● WHAT THE TASK REQUIRES: Please list each line below that contains the word "teapot".
-=-=-=-=-
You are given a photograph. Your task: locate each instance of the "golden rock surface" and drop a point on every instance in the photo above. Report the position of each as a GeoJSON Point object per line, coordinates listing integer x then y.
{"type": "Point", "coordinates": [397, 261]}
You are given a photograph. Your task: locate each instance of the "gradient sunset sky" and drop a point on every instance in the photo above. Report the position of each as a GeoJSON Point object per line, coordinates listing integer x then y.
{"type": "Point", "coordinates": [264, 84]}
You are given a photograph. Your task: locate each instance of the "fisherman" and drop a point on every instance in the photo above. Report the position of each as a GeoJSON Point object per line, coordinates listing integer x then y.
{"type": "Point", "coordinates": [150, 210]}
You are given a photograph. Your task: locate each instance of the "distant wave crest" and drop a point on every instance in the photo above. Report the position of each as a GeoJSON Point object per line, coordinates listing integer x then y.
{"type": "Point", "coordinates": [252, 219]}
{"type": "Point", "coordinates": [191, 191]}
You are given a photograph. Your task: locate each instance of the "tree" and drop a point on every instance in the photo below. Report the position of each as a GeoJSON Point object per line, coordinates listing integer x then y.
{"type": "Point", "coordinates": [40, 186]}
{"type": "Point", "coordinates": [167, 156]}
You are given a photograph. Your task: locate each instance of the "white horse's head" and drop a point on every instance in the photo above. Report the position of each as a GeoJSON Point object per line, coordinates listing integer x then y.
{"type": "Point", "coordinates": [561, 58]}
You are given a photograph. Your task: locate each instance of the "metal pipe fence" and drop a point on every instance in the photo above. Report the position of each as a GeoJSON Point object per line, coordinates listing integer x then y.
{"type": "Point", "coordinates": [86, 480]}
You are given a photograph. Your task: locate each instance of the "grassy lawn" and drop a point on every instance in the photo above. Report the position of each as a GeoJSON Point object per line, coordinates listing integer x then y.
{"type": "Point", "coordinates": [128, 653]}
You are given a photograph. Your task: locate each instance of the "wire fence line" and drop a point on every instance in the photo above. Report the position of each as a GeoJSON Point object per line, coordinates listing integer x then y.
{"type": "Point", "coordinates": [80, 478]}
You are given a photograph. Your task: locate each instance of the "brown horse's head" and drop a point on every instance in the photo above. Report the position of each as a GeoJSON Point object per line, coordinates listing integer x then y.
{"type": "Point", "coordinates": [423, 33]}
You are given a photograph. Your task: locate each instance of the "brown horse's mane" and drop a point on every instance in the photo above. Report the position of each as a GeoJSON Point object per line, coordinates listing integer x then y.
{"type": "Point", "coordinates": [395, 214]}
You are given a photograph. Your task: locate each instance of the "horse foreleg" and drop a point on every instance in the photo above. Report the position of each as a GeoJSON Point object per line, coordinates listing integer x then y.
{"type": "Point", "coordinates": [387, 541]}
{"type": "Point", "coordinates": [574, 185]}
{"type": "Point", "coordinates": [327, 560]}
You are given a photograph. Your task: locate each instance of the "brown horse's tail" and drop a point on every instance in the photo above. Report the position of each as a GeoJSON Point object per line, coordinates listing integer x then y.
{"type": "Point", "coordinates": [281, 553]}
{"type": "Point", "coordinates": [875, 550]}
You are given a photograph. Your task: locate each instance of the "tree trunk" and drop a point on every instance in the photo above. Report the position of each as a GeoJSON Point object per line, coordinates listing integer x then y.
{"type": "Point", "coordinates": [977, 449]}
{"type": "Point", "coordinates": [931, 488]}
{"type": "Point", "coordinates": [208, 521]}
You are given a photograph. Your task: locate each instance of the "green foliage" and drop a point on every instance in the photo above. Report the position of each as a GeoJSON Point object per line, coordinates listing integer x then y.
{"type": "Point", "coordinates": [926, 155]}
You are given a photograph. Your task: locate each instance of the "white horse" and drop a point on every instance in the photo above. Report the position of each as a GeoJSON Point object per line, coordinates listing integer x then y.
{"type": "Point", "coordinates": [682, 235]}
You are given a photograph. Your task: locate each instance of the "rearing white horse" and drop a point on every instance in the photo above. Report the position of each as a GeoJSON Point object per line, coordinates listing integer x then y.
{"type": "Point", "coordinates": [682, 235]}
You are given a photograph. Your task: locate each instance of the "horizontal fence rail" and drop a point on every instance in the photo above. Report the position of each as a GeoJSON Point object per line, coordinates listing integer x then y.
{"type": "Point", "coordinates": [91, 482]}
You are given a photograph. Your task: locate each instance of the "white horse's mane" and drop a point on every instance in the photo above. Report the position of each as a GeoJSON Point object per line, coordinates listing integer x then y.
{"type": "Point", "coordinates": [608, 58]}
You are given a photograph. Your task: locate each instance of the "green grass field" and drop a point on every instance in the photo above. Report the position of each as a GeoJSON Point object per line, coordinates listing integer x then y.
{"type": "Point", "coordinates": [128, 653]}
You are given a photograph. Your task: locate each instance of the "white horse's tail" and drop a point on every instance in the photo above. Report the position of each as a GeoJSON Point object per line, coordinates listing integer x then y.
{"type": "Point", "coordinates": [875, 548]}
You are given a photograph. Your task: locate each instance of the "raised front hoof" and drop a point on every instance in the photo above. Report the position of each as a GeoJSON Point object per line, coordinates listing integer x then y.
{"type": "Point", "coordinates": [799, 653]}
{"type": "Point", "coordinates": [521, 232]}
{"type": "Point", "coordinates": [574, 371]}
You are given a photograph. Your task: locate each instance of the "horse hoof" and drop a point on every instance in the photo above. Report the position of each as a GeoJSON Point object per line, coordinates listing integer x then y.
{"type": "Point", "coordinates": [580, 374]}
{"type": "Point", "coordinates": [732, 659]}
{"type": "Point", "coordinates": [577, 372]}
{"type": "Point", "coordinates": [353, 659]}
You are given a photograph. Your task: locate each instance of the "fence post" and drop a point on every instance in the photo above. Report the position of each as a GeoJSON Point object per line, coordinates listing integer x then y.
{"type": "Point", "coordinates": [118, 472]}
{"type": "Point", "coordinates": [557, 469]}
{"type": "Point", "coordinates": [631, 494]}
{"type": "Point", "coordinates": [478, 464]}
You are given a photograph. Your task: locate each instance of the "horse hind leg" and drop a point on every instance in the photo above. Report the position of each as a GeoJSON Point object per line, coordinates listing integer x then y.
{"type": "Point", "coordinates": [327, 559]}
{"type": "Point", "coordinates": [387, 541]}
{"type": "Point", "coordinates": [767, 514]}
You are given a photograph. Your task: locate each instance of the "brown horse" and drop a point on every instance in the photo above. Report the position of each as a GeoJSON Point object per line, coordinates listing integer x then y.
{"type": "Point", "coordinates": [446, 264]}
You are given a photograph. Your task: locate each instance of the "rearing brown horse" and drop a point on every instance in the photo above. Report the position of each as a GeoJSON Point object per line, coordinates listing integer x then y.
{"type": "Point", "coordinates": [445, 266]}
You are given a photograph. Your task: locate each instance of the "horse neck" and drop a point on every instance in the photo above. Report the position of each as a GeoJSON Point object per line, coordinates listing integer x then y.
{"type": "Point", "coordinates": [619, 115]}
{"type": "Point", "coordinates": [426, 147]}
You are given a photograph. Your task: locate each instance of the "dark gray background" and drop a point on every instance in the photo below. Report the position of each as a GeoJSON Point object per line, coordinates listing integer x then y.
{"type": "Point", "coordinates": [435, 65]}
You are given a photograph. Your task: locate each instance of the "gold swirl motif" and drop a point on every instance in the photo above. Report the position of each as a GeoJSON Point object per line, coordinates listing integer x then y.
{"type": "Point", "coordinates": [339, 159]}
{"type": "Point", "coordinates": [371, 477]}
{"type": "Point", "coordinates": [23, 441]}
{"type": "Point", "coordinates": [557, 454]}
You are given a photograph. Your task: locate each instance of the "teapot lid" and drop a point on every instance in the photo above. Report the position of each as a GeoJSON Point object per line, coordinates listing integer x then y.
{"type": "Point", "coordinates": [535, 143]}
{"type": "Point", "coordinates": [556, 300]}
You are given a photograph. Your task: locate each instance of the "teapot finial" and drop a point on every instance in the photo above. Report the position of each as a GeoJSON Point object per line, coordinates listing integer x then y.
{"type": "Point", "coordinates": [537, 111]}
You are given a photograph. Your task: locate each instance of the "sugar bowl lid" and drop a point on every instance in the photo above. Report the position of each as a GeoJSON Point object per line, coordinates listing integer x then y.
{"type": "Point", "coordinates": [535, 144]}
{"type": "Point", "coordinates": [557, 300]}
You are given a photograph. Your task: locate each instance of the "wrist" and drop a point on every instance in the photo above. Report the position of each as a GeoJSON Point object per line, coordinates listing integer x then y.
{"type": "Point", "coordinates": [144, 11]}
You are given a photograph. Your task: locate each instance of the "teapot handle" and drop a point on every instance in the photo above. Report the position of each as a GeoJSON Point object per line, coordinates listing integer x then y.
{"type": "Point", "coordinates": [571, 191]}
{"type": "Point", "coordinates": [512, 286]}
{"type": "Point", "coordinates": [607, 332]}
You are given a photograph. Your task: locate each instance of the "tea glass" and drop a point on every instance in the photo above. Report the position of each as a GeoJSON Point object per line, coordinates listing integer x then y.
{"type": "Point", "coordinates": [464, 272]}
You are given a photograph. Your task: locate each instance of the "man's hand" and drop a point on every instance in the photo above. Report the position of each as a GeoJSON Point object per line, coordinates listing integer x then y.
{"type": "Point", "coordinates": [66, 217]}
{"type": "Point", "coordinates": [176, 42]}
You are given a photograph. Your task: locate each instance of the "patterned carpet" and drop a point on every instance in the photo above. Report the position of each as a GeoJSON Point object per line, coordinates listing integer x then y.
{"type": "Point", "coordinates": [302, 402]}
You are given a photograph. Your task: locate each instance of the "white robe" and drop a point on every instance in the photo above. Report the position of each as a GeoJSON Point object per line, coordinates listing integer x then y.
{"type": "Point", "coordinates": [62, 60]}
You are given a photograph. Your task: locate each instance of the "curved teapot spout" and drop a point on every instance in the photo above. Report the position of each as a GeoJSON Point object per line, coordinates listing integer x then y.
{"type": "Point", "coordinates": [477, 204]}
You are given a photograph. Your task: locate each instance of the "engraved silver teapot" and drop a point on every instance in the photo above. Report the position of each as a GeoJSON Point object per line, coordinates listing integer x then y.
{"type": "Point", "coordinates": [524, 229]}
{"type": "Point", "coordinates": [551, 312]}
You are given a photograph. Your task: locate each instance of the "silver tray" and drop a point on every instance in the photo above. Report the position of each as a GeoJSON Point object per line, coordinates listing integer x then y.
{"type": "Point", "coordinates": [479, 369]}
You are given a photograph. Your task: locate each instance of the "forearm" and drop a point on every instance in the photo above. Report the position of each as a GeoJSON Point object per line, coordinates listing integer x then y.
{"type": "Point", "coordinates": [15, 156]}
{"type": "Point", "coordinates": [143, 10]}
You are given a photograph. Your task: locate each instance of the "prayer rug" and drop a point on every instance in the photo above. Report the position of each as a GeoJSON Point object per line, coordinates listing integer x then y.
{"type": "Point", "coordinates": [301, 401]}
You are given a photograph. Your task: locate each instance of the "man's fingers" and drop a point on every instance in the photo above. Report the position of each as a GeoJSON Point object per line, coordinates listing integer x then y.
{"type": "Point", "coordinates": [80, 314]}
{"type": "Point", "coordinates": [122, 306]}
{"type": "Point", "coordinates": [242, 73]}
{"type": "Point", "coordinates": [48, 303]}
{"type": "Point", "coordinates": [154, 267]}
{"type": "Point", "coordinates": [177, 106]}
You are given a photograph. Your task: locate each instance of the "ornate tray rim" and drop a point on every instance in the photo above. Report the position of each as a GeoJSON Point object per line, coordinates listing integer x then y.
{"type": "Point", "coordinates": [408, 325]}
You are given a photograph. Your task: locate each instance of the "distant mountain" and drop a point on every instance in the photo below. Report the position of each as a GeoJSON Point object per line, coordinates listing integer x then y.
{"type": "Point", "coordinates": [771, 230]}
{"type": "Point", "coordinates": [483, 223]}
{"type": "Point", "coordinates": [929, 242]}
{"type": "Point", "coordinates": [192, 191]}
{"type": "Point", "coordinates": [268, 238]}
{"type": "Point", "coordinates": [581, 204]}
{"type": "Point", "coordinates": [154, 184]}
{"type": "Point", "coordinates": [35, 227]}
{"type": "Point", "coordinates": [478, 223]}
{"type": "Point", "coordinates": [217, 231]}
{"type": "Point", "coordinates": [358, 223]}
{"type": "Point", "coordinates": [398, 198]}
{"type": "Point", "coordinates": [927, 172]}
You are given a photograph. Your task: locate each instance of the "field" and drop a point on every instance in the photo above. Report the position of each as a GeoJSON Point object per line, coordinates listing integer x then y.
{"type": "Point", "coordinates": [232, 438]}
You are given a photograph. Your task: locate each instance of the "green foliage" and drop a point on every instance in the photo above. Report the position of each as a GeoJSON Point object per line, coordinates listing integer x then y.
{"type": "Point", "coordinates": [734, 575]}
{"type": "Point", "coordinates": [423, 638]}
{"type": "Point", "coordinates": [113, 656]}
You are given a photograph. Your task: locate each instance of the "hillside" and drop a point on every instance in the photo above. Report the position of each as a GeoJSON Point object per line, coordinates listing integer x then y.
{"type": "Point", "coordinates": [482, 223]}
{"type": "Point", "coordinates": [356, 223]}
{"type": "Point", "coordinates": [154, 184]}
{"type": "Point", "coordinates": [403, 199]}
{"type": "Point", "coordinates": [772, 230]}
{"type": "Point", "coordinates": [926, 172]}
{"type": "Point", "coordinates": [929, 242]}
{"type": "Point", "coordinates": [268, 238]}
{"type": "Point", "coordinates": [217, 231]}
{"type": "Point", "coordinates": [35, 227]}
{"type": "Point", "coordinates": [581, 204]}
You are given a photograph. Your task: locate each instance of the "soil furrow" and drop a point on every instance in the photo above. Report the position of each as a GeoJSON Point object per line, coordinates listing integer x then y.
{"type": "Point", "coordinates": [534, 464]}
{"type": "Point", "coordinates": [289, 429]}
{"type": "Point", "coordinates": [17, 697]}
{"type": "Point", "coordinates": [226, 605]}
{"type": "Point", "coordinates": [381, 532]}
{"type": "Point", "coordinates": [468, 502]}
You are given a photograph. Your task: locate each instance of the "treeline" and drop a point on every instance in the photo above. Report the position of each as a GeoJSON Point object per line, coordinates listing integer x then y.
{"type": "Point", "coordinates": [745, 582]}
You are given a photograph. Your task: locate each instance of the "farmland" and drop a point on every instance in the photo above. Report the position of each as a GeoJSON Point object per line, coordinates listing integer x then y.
-=-=-=-=-
● ANSWER TO THIS PROBLEM:
You are given a photograph. Your task: locate each instance of the "teapot lid" and drop a point on every instance in the photo above. Report the position of each as a GeoJSON Point object per line, coordinates listing integer x then y.
You are given a photograph. Your task: locate each instance of the "teapot finial" and drop a point on every instance in the photo above. Report the position of each as a GeoJSON Point object per line, coordinates listing integer x then y.
You are given a photograph. Your task: locate each instance of the "teapot handle" and drop a point on every instance in the photo above. Report the position of each as a GeoJSON Point object per line, coordinates listing integer x then y.
You are given a photograph. Your task: locate each instance of the "curved teapot spout" and drop a point on every instance in the photo above. Report the position of each as a GeoJSON Point object per line, coordinates listing integer x then y.
You are given a photograph. Your task: locate each instance of the "engraved silver teapot" and drop a point on every instance in the photo above. Report the position of each as a GeoJSON Point object per line, coordinates listing integer x then y.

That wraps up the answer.